FRAGMENTO DEL DOCUMENTO.
┄┄┄┄┄┄┄┄┄┄┄┄┄┄┄┄┄┄┄┄

El día después de que Dios llamara a Jérôme Lejeune, el Papa Juan Pablo II le escribirá al cardenal arzobispo de París: «El profesor Lejeune siempre supo hacer uso de su profundo conocimiento de la vida y de sus secretos para el auténtico bien del hombre y de la humanidad y sólo para eso. Se convirtió en uno de los ardientes defensores de la vida, especialmente de la vida de los niños que están por nacer que, en nuestra civilización contemporánea, a menudo se ve amenazada a tal punto que cabe pensar en una amenaza programada. El profesor Lejeune asumió plenamente la responsabilidad particular del sabio, dispuesto a convertirse en un signo de contradicción, sin tomar en cuenta las presiones ejercidas por la sociedad permisiva ni el ostracismo del que era objeto».

┄┄┄┄┄┄┄┄┄┄┄┄┄┄┄┄┄┄┄┄

EJERCICIOS.
1. Según el fragmento, ¿por qué cabe pensar en una amenaza programada contra la vida de los niños que están por nacer?
2. En el fragmento, ¿a quién le escribe el Papa Juan Pablo II el día después de la muerte de Jérôme Lejeune?

Entradas de datos extraídos:

┄┄┄┄┄┄┄┄┄┄┄┄┄┄┄┄┄┄┄┄

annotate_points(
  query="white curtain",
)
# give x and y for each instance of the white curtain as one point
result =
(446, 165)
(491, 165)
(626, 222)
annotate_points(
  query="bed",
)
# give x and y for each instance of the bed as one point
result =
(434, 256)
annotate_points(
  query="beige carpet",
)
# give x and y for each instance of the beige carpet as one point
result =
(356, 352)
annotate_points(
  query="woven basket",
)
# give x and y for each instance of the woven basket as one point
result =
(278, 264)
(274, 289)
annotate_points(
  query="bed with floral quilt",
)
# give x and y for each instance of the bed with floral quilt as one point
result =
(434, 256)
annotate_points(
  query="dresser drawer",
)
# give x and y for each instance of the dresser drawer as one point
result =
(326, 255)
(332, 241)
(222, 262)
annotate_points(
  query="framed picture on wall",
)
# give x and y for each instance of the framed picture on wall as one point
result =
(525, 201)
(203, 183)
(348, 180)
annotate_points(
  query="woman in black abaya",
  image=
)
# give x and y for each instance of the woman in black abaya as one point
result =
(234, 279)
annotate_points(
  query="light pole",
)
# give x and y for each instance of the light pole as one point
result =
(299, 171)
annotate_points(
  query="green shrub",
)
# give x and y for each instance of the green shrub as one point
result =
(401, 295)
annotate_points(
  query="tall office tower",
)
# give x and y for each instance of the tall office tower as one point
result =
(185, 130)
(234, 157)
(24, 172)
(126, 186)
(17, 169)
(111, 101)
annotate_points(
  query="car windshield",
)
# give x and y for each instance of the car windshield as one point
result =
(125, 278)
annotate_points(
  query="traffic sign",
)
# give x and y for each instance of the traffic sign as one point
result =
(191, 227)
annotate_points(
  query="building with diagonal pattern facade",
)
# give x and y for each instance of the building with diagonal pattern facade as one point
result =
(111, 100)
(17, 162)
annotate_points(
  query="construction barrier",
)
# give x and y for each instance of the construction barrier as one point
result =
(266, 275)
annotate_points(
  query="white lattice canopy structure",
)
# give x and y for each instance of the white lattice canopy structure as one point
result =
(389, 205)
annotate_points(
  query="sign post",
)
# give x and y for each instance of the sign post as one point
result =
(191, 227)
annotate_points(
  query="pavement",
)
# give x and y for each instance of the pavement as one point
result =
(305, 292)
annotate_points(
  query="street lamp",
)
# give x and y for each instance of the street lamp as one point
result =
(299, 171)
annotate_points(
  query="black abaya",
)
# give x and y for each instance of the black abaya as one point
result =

┄┄┄┄┄┄┄┄┄┄┄┄┄┄┄┄┄┄┄┄

RESPUESTAS.
1. Porque en nuestra civilización contemporánea esa vida a menudo se ve amenazada hasta tal punto que lleva a pensar en una amenaza programada.

2. Al cardenal arzobispo de París.